• [WHAT THE EXERCISE ASKS]: Omit all pictures. Quote only the lines from the one with "For the pointing benchmark, tag the white goat" through the end of the material below.

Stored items
────────

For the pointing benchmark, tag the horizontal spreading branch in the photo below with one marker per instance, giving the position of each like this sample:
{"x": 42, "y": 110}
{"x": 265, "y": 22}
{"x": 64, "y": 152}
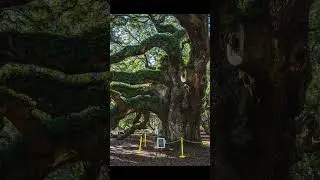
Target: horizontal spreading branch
{"x": 165, "y": 41}
{"x": 128, "y": 90}
{"x": 24, "y": 70}
{"x": 138, "y": 103}
{"x": 139, "y": 77}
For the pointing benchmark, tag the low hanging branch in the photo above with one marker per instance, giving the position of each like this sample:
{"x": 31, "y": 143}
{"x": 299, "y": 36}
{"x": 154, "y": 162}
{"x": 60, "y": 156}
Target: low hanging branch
{"x": 162, "y": 40}
{"x": 148, "y": 103}
{"x": 131, "y": 130}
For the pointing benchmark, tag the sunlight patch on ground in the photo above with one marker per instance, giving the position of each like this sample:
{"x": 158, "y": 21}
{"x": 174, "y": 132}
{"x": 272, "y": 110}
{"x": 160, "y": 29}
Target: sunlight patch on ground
{"x": 154, "y": 154}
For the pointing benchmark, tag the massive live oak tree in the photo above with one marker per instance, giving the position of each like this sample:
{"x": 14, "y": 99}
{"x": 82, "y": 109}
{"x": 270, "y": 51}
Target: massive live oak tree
{"x": 261, "y": 72}
{"x": 53, "y": 91}
{"x": 173, "y": 89}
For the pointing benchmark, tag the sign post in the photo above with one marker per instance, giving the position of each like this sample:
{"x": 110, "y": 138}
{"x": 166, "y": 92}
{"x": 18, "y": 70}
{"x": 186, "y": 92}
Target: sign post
{"x": 182, "y": 154}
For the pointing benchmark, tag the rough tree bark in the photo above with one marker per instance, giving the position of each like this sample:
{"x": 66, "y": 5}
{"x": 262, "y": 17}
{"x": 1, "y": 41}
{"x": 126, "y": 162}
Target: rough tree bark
{"x": 180, "y": 105}
{"x": 268, "y": 42}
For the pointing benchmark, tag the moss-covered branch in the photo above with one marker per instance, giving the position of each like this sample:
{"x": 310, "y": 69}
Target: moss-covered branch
{"x": 139, "y": 77}
{"x": 164, "y": 41}
{"x": 138, "y": 103}
{"x": 62, "y": 126}
{"x": 25, "y": 70}
{"x": 136, "y": 125}
{"x": 128, "y": 90}
{"x": 48, "y": 87}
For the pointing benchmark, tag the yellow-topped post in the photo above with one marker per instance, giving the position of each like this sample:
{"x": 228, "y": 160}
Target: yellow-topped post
{"x": 182, "y": 154}
{"x": 139, "y": 151}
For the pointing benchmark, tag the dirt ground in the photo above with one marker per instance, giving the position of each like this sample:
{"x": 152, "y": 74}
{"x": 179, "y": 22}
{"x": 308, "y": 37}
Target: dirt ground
{"x": 125, "y": 153}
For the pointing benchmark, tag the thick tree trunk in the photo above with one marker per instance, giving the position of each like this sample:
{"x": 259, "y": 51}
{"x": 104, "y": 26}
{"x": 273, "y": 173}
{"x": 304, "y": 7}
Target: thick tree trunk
{"x": 186, "y": 98}
{"x": 274, "y": 54}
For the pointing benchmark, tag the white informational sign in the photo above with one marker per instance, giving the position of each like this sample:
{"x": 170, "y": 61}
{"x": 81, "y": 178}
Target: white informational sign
{"x": 161, "y": 143}
{"x": 156, "y": 131}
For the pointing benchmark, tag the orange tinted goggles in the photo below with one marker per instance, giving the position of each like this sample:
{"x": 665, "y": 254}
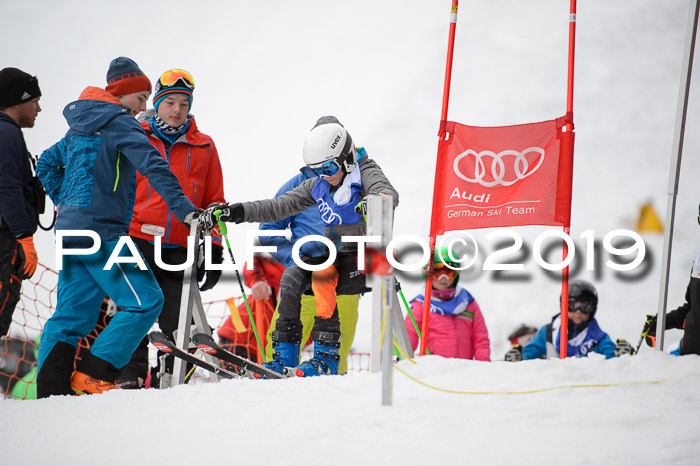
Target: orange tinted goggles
{"x": 169, "y": 78}
{"x": 441, "y": 269}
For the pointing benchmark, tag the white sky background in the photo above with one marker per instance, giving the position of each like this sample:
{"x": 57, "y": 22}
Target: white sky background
{"x": 266, "y": 71}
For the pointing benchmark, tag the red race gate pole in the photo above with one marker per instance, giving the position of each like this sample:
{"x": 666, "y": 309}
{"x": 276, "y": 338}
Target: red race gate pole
{"x": 563, "y": 338}
{"x": 441, "y": 135}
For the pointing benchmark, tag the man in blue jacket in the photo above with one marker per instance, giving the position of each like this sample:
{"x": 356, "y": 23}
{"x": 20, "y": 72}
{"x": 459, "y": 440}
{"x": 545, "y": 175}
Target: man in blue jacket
{"x": 90, "y": 175}
{"x": 19, "y": 107}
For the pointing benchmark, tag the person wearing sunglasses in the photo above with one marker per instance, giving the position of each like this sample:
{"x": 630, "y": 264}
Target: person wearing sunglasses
{"x": 456, "y": 328}
{"x": 584, "y": 333}
{"x": 192, "y": 156}
{"x": 90, "y": 175}
{"x": 19, "y": 208}
{"x": 345, "y": 175}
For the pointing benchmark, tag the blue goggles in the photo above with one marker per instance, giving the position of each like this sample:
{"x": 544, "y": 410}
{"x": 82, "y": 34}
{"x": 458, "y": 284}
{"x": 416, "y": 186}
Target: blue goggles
{"x": 328, "y": 168}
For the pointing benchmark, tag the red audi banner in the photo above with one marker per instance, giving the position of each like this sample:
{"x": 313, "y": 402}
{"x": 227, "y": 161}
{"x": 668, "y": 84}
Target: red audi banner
{"x": 503, "y": 176}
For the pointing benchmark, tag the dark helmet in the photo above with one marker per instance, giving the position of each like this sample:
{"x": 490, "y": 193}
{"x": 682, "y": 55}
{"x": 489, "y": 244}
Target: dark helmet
{"x": 581, "y": 290}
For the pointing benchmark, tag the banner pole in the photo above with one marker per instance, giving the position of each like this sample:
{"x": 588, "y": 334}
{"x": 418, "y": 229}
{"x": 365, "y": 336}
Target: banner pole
{"x": 675, "y": 168}
{"x": 563, "y": 334}
{"x": 442, "y": 132}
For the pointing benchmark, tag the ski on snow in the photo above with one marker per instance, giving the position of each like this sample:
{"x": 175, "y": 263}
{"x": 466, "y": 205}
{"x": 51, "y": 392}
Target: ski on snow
{"x": 207, "y": 344}
{"x": 165, "y": 344}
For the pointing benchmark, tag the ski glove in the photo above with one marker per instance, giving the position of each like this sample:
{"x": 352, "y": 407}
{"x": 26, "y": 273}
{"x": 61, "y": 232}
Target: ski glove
{"x": 232, "y": 213}
{"x": 622, "y": 346}
{"x": 195, "y": 214}
{"x": 28, "y": 257}
{"x": 514, "y": 354}
{"x": 649, "y": 330}
{"x": 217, "y": 257}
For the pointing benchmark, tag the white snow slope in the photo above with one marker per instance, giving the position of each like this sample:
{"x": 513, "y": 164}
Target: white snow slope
{"x": 265, "y": 72}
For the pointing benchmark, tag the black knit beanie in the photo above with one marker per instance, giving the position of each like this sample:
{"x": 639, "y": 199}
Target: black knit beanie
{"x": 17, "y": 87}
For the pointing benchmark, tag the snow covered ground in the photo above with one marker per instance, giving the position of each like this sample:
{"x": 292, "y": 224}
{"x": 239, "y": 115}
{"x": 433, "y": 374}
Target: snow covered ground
{"x": 265, "y": 73}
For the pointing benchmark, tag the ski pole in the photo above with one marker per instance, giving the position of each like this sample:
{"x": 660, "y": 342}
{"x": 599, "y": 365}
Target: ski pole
{"x": 224, "y": 231}
{"x": 641, "y": 339}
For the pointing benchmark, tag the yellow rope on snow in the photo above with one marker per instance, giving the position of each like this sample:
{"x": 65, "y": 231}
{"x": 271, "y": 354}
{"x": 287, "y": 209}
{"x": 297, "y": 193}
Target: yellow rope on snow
{"x": 526, "y": 392}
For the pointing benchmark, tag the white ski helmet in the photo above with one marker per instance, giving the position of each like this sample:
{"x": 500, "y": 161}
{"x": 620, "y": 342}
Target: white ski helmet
{"x": 330, "y": 141}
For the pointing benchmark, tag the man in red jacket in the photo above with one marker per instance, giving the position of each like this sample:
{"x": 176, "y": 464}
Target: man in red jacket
{"x": 193, "y": 158}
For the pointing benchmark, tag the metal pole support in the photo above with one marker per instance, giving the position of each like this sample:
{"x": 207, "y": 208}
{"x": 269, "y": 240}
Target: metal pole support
{"x": 190, "y": 307}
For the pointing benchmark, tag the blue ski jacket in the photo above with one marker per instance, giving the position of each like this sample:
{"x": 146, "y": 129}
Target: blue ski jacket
{"x": 90, "y": 174}
{"x": 545, "y": 343}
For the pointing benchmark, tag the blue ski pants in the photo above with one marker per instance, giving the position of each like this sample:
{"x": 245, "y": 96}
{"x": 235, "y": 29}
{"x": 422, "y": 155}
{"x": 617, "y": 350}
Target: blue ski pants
{"x": 82, "y": 286}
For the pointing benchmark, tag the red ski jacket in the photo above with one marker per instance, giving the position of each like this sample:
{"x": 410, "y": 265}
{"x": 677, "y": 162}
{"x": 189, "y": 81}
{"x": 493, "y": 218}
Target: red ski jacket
{"x": 194, "y": 160}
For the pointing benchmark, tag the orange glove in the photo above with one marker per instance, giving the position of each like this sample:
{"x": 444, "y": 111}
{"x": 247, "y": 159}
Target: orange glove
{"x": 30, "y": 257}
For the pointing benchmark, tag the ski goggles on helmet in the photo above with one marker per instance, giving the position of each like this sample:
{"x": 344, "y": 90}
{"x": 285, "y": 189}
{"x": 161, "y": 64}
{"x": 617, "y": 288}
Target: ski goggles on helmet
{"x": 440, "y": 269}
{"x": 169, "y": 78}
{"x": 585, "y": 307}
{"x": 327, "y": 168}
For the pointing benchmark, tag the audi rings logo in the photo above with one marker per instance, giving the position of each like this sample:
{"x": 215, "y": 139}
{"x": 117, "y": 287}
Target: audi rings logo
{"x": 500, "y": 171}
{"x": 327, "y": 215}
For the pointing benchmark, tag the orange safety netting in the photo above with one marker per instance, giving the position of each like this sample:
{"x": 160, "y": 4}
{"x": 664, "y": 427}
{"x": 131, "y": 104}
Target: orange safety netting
{"x": 19, "y": 349}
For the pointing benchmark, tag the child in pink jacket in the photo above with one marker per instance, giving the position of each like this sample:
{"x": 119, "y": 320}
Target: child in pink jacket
{"x": 456, "y": 328}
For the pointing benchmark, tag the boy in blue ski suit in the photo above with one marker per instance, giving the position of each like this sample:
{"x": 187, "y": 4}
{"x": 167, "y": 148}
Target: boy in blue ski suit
{"x": 584, "y": 333}
{"x": 303, "y": 224}
{"x": 345, "y": 175}
{"x": 90, "y": 175}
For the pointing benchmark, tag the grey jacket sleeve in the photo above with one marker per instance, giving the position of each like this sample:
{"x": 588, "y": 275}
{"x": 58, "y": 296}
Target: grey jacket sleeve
{"x": 375, "y": 182}
{"x": 290, "y": 203}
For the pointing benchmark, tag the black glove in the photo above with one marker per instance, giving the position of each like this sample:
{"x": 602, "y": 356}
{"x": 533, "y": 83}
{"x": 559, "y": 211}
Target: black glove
{"x": 514, "y": 354}
{"x": 217, "y": 257}
{"x": 195, "y": 214}
{"x": 232, "y": 213}
{"x": 649, "y": 330}
{"x": 622, "y": 346}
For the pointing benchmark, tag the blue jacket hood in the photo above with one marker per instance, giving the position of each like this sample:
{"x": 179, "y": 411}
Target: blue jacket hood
{"x": 88, "y": 116}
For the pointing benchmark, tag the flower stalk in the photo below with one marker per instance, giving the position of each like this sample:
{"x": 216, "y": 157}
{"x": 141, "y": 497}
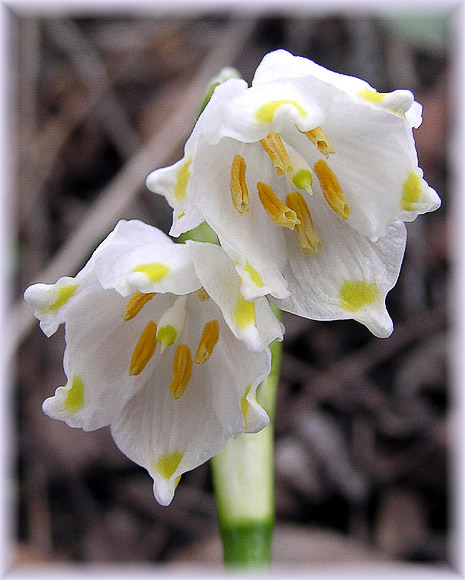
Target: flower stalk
{"x": 243, "y": 478}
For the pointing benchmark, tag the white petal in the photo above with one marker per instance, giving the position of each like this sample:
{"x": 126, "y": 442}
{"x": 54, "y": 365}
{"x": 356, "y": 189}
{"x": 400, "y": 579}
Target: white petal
{"x": 99, "y": 347}
{"x": 173, "y": 183}
{"x": 251, "y": 321}
{"x": 349, "y": 278}
{"x": 373, "y": 160}
{"x": 140, "y": 257}
{"x": 52, "y": 301}
{"x": 170, "y": 436}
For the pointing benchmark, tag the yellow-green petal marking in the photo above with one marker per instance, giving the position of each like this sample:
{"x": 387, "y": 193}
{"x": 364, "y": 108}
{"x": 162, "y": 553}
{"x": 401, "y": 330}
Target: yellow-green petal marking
{"x": 75, "y": 396}
{"x": 63, "y": 294}
{"x": 154, "y": 271}
{"x": 411, "y": 192}
{"x": 354, "y": 296}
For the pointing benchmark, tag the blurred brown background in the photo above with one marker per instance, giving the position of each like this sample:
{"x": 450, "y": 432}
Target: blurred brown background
{"x": 362, "y": 438}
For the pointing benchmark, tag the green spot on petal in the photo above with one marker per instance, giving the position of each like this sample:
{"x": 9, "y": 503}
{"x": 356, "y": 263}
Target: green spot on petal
{"x": 63, "y": 293}
{"x": 167, "y": 464}
{"x": 244, "y": 313}
{"x": 372, "y": 96}
{"x": 356, "y": 295}
{"x": 267, "y": 111}
{"x": 411, "y": 191}
{"x": 166, "y": 336}
{"x": 154, "y": 271}
{"x": 245, "y": 405}
{"x": 303, "y": 179}
{"x": 254, "y": 275}
{"x": 75, "y": 396}
{"x": 182, "y": 178}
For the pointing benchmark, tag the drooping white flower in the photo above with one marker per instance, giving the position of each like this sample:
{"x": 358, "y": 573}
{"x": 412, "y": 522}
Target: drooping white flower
{"x": 306, "y": 177}
{"x": 171, "y": 360}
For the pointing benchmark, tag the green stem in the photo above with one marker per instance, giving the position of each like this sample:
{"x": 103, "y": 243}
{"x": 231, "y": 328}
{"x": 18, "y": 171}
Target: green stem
{"x": 243, "y": 479}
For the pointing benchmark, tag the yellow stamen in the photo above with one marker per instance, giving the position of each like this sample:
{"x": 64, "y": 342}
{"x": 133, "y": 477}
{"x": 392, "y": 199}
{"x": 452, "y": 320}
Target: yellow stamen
{"x": 332, "y": 190}
{"x": 167, "y": 464}
{"x": 75, "y": 396}
{"x": 274, "y": 146}
{"x": 308, "y": 238}
{"x": 208, "y": 340}
{"x": 182, "y": 370}
{"x": 202, "y": 294}
{"x": 137, "y": 301}
{"x": 239, "y": 191}
{"x": 278, "y": 212}
{"x": 63, "y": 294}
{"x": 145, "y": 349}
{"x": 321, "y": 141}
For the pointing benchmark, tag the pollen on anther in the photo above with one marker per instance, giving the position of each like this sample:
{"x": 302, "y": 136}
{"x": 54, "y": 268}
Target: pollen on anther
{"x": 308, "y": 238}
{"x": 275, "y": 208}
{"x": 238, "y": 185}
{"x": 182, "y": 370}
{"x": 144, "y": 350}
{"x": 208, "y": 340}
{"x": 321, "y": 141}
{"x": 332, "y": 190}
{"x": 274, "y": 146}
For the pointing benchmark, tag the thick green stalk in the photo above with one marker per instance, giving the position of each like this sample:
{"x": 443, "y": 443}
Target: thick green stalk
{"x": 243, "y": 478}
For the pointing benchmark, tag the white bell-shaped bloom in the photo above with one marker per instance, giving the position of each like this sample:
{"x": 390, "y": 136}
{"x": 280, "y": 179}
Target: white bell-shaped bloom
{"x": 172, "y": 408}
{"x": 306, "y": 177}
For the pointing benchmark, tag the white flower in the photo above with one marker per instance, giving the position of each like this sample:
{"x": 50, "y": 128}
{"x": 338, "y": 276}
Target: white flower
{"x": 158, "y": 352}
{"x": 306, "y": 177}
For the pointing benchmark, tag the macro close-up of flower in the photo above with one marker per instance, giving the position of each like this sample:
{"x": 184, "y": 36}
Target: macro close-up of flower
{"x": 233, "y": 231}
{"x": 149, "y": 353}
{"x": 305, "y": 177}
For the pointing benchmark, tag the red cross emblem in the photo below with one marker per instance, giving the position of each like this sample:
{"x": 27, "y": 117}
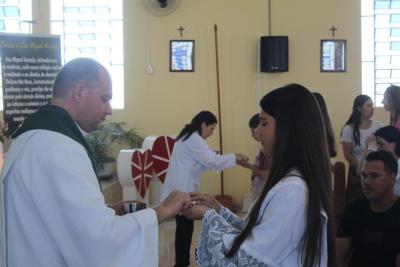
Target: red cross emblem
{"x": 162, "y": 150}
{"x": 142, "y": 170}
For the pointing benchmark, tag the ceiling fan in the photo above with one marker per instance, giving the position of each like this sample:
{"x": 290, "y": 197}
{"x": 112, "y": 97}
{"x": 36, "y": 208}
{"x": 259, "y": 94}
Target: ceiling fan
{"x": 160, "y": 8}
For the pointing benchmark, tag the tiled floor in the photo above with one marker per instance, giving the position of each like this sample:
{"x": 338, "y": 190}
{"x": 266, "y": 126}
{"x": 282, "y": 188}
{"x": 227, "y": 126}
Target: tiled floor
{"x": 166, "y": 248}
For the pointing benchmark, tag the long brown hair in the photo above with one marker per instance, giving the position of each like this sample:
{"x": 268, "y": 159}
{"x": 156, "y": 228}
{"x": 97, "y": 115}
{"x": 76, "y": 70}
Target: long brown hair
{"x": 300, "y": 142}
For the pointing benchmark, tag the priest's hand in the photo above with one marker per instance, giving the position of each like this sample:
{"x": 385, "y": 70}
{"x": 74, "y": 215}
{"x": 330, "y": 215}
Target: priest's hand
{"x": 241, "y": 158}
{"x": 205, "y": 200}
{"x": 172, "y": 205}
{"x": 195, "y": 212}
{"x": 118, "y": 207}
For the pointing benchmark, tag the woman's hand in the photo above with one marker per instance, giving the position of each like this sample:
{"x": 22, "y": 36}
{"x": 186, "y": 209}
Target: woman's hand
{"x": 205, "y": 200}
{"x": 241, "y": 158}
{"x": 196, "y": 212}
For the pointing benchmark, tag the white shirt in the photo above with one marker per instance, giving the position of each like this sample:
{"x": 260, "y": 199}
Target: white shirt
{"x": 276, "y": 238}
{"x": 189, "y": 159}
{"x": 347, "y": 136}
{"x": 55, "y": 213}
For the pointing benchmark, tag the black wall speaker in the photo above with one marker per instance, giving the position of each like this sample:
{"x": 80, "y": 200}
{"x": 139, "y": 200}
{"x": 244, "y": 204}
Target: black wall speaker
{"x": 274, "y": 54}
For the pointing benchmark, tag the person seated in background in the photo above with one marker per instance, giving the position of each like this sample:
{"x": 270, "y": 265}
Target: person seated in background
{"x": 354, "y": 133}
{"x": 260, "y": 168}
{"x": 370, "y": 226}
{"x": 388, "y": 139}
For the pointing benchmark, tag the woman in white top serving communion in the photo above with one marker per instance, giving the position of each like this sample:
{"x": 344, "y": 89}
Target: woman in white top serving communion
{"x": 190, "y": 158}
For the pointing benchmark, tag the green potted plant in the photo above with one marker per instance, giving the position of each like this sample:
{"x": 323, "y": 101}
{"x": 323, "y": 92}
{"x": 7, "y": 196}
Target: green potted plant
{"x": 101, "y": 140}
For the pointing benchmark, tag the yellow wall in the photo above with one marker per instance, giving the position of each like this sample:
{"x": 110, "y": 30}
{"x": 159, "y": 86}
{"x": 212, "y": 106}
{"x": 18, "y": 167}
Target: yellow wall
{"x": 163, "y": 102}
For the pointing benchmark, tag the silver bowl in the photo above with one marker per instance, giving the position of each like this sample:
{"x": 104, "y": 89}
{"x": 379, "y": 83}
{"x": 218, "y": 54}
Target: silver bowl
{"x": 134, "y": 206}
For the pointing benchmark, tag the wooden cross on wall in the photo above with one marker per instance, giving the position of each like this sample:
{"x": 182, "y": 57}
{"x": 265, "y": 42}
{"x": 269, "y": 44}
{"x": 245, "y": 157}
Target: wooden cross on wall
{"x": 180, "y": 29}
{"x": 333, "y": 29}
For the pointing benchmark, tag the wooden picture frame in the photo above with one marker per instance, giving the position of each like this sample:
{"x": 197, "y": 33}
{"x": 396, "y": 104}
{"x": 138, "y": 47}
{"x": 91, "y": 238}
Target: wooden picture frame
{"x": 333, "y": 55}
{"x": 181, "y": 56}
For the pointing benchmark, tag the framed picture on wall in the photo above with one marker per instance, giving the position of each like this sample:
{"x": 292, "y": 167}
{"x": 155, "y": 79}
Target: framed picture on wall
{"x": 181, "y": 55}
{"x": 333, "y": 56}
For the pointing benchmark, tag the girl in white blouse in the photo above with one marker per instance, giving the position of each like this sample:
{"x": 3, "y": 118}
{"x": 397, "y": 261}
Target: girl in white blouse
{"x": 291, "y": 222}
{"x": 354, "y": 136}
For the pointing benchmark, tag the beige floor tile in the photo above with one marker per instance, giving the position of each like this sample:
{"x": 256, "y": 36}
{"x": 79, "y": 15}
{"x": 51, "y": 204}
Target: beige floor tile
{"x": 166, "y": 248}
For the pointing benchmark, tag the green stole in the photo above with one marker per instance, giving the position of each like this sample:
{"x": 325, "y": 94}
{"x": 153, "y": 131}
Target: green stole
{"x": 56, "y": 119}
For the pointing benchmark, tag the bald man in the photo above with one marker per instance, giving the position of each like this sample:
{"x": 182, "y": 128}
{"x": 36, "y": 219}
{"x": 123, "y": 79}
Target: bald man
{"x": 54, "y": 211}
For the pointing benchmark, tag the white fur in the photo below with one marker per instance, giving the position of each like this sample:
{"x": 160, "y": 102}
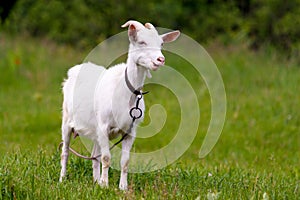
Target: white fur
{"x": 109, "y": 116}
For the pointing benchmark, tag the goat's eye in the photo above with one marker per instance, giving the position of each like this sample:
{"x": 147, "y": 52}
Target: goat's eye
{"x": 142, "y": 43}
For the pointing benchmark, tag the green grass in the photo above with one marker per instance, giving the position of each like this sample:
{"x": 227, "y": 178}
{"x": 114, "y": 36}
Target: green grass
{"x": 257, "y": 155}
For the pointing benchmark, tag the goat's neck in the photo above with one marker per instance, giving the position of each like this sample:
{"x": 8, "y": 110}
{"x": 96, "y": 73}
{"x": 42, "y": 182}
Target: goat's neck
{"x": 136, "y": 74}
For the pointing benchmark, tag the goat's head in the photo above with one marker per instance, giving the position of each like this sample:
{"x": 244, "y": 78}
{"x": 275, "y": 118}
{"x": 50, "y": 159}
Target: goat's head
{"x": 146, "y": 44}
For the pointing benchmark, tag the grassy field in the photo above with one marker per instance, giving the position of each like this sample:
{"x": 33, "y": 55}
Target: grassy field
{"x": 257, "y": 156}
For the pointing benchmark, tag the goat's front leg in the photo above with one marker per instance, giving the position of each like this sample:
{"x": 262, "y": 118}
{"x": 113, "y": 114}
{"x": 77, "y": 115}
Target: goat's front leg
{"x": 96, "y": 163}
{"x": 103, "y": 142}
{"x": 126, "y": 146}
{"x": 66, "y": 137}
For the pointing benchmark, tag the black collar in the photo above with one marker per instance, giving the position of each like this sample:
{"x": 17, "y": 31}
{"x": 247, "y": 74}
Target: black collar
{"x": 137, "y": 91}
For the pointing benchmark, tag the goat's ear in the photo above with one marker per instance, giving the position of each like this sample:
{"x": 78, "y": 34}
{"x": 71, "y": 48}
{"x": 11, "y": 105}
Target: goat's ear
{"x": 170, "y": 37}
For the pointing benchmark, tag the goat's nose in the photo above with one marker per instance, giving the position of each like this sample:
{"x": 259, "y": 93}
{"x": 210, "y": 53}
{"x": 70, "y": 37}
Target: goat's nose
{"x": 161, "y": 59}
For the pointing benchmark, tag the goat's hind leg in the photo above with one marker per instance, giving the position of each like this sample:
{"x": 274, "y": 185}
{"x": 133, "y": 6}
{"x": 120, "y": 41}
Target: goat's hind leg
{"x": 126, "y": 147}
{"x": 96, "y": 163}
{"x": 66, "y": 137}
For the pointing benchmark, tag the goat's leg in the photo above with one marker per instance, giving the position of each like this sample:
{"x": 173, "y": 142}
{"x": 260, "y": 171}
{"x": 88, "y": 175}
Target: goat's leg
{"x": 96, "y": 163}
{"x": 126, "y": 146}
{"x": 66, "y": 136}
{"x": 103, "y": 142}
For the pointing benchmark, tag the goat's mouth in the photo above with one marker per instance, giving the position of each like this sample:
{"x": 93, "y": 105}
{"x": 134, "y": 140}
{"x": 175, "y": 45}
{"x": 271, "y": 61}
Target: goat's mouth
{"x": 155, "y": 67}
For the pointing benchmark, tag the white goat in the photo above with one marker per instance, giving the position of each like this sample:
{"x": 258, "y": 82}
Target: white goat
{"x": 112, "y": 119}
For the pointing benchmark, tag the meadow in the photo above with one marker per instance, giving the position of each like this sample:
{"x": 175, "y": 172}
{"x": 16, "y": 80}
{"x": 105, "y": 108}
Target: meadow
{"x": 256, "y": 157}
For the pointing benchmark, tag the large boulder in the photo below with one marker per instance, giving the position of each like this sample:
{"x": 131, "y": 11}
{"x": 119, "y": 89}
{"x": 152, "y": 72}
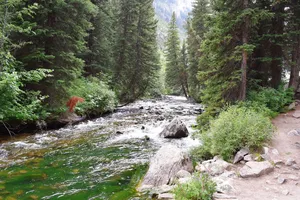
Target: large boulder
{"x": 176, "y": 129}
{"x": 256, "y": 169}
{"x": 164, "y": 166}
{"x": 240, "y": 155}
{"x": 214, "y": 167}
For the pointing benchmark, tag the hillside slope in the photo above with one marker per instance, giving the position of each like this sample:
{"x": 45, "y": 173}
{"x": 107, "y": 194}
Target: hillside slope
{"x": 164, "y": 10}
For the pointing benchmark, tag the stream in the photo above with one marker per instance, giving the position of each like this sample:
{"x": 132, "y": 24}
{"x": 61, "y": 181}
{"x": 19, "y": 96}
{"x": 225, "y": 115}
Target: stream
{"x": 104, "y": 158}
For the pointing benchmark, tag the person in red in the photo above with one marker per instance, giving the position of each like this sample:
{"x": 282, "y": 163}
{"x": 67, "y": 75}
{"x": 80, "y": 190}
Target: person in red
{"x": 73, "y": 102}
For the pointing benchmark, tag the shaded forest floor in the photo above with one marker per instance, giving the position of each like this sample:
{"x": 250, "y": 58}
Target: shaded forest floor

────────

• [ANSWER TO THIS PROBLEM]:
For the pointing benchmark, tag the white goat in the photo above with one marker per instance, giving the position of each like this sample:
{"x": 258, "y": 82}
Target: white goat
{"x": 112, "y": 119}
For the pointing benchmark, tag the meadow in the photo above with one marker per instance, giving the position of each like this sample:
{"x": 175, "y": 172}
{"x": 16, "y": 80}
{"x": 105, "y": 108}
Target: meadow
{"x": 256, "y": 157}
For the pointing benchmark, tag the large boulder in the photo below with one marker per instance, giving the position of each like this sample:
{"x": 131, "y": 11}
{"x": 119, "y": 89}
{"x": 152, "y": 72}
Target: large boulder
{"x": 176, "y": 129}
{"x": 256, "y": 169}
{"x": 164, "y": 166}
{"x": 240, "y": 155}
{"x": 214, "y": 167}
For the pointing benchmark, tag the hillside slope in the photo above with one marker per instance, giving the position of each like this sample:
{"x": 45, "y": 173}
{"x": 107, "y": 194}
Target: hillside slope
{"x": 164, "y": 10}
For the pointing benchmark, tag the stream in the photo above with one marker per instance, giving the position of each like this sample:
{"x": 132, "y": 24}
{"x": 61, "y": 181}
{"x": 19, "y": 96}
{"x": 225, "y": 115}
Target: stream
{"x": 104, "y": 158}
For the pointing benchmark, tag the person in red in the photo above with one marker per instance, giving the position of each like this sample:
{"x": 282, "y": 163}
{"x": 67, "y": 75}
{"x": 80, "y": 190}
Target: person in red
{"x": 73, "y": 102}
For the pointing benchmark, tag the shaded forest floor in the photo above with one marker per instance, giving the position of each like this sample:
{"x": 250, "y": 58}
Target: shaded forest floor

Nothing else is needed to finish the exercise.